*TASK INSTRUCTIONS*:
a: Reproduce the grilling station article from "Safety comes first" up to and including "their built-in cousins.", swapping "propane" for "charcoal".
b: Pick up the grilling station article after its final sentence and keep writing it.

* Start SOURCE *

Designing a Grilling Station
An architect offers safe, practical tips for building this open-air cooktop
You’re thinking about adding a deck or patio in the backyard, and you’re ready to step it up a notch by incorporating an outdoor grill. How about combining a stainless-steel gas grill and a new patio or deck in an open-air grilling station? Whether it’s inspired by a pergola or by a gazebo, the structure will keep the sun off your back and the rain off your shiny new grill, and it will look better than a grill simply parked on a corner of the deck.
Safety comes first
You might be tempted simply to roll your existing propane grill under a new pergola. This won’t look as nice as a built-in grill, though. What’s more, mobile gas grills have stricter fire-safety clearance requirements than those of their built-in cousins.
A grilling station constructed for a rolling grill would look extremely ungainly because manufacturer’s instructions commonly demand clearances between 24 in. and 36 in. “from any wall or surface.”
These clearances are important. Not long ago, I forgot to turn off our mobile grill’s burners. After dinner, my wife looked out to our patio and yelled, “The grill’s on fire!” As odd as these words sounded, it was a fact: Our grill was on fire. The hood had become so hot that its exterior paint was burning in places. Luckily, a quick spray with the hose doused the flames.

* End SOURCE *
* Start DATASET EXTRACT *

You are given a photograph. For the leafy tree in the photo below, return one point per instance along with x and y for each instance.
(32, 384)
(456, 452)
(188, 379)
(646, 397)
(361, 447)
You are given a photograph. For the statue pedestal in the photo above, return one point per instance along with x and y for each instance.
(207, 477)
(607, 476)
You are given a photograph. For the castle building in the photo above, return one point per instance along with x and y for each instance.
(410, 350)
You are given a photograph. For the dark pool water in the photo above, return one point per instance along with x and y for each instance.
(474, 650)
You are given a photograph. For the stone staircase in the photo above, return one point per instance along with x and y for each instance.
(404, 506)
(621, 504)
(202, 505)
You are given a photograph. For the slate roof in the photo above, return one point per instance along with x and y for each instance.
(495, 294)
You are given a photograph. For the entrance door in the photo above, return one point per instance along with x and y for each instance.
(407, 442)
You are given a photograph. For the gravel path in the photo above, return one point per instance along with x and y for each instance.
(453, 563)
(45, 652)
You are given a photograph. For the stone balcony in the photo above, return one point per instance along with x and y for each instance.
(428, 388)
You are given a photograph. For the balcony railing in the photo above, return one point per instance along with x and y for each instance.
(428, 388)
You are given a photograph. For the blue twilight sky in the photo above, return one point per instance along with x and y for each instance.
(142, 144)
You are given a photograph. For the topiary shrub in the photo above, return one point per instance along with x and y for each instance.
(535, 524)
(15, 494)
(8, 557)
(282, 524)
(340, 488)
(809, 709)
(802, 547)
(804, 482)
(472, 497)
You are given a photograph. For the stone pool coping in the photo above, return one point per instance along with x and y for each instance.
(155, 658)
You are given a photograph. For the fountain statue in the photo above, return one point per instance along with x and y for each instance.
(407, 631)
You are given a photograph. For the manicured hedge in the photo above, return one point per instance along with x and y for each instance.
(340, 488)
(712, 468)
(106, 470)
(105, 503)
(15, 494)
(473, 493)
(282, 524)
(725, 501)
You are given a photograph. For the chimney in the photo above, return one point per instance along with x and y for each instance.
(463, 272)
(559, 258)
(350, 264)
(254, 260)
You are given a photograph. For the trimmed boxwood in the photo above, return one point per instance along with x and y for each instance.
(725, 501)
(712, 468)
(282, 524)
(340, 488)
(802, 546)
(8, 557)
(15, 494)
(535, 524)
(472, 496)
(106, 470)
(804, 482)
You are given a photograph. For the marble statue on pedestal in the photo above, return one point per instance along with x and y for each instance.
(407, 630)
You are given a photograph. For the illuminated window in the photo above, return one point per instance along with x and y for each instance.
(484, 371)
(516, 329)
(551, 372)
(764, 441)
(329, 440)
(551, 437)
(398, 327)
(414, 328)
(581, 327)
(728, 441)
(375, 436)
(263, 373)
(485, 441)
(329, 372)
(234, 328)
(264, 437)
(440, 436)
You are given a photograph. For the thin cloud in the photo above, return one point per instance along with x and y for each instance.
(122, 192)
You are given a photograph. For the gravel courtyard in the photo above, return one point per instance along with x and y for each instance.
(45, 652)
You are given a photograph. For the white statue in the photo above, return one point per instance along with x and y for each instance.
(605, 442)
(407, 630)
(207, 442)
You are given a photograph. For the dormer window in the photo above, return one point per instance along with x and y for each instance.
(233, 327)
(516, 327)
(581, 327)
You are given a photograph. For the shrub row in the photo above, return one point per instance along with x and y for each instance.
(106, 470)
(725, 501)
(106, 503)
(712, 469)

* End DATASET EXTRACT *

*FINAL RESULTS*:
a:
Safety comes first
You might be tempted simply to roll your existing charcoal grill under a new pergola. This won’t look as nice as a built-in grill, though. What’s more, mobile gas grills have stricter fire-safety clearance requirements than those of their built-in cousins.

b:
The manufacturers’ installation instructions for both mobile and built-in grills state that you should not locate a grill under any “unprotected” combustible roof or eave. They mean exposed wood rafters, wood soffit boards, plywood decking, and so forth. If you’re going to use wood for a roof or a pergola, then it should be covered with a noncombustible material such as stucco or fiber-cement panels and/or trim boards.
If you really want to have exposed wood on your roof, despite manufacturers’ warnings, use good sense and allow extra clearance above the grill. I also recommend that you use stouter beams and rafters than normal. Additionally, be sure to check your local building codes for any restrictions regarding outdoor barbecues.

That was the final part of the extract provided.